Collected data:

********

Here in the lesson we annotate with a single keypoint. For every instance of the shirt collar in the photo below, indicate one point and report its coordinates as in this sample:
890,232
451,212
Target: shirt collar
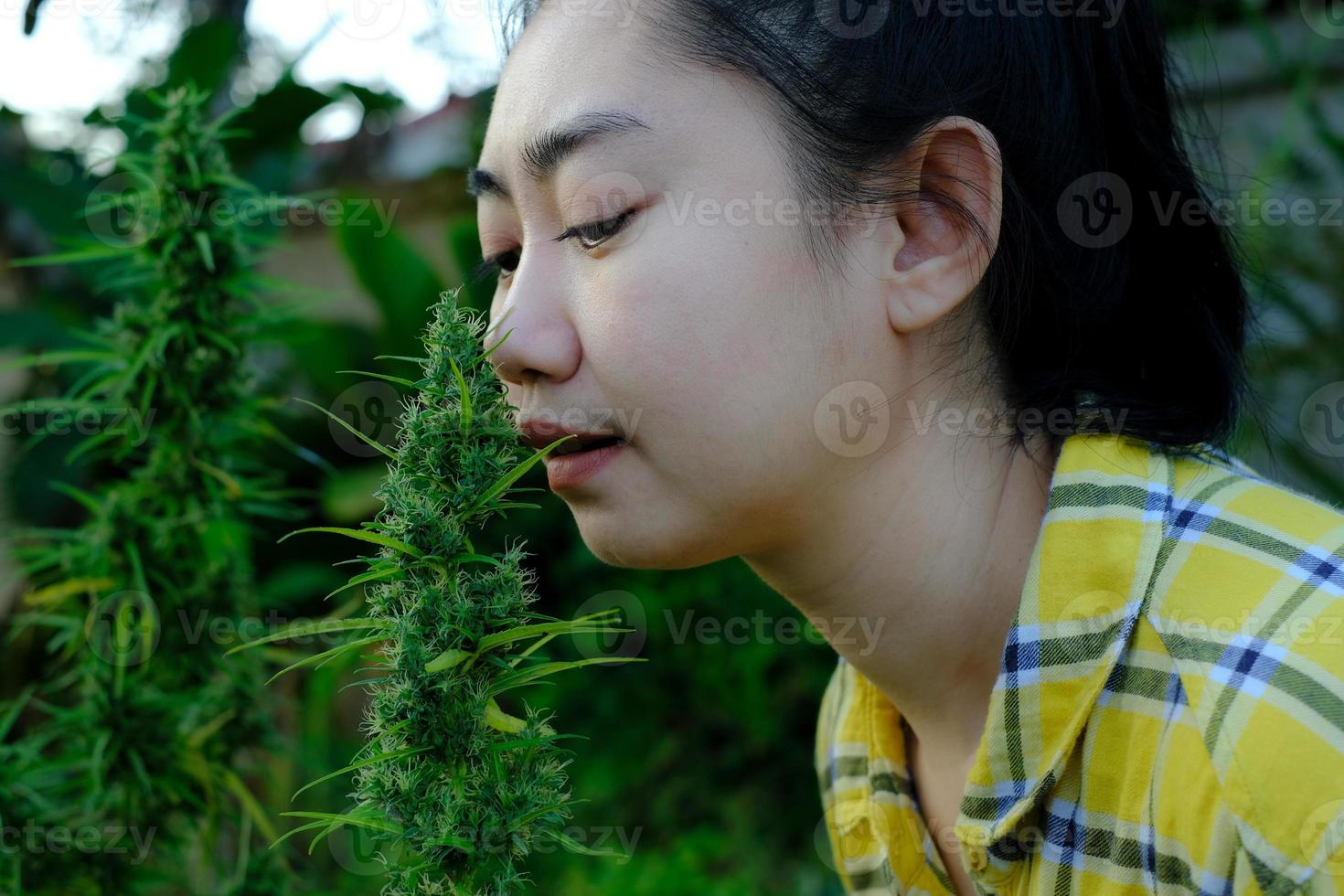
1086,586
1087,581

********

◆ **WHAT THE TASK ASKS**:
Add 21 to each coordinate in the answer points of the rows above, and change no other numbers. Write every line out again, requests included, and leave the pictures out.

◆ **RESPONSE TO THE TASK**:
Here in the lesson we annotate with a single keypoint. For every instance of the shirt collar in the photo below, indicate one point and report its coordinates as in this sample:
890,232
451,212
Target: shirt collar
1107,607
1108,602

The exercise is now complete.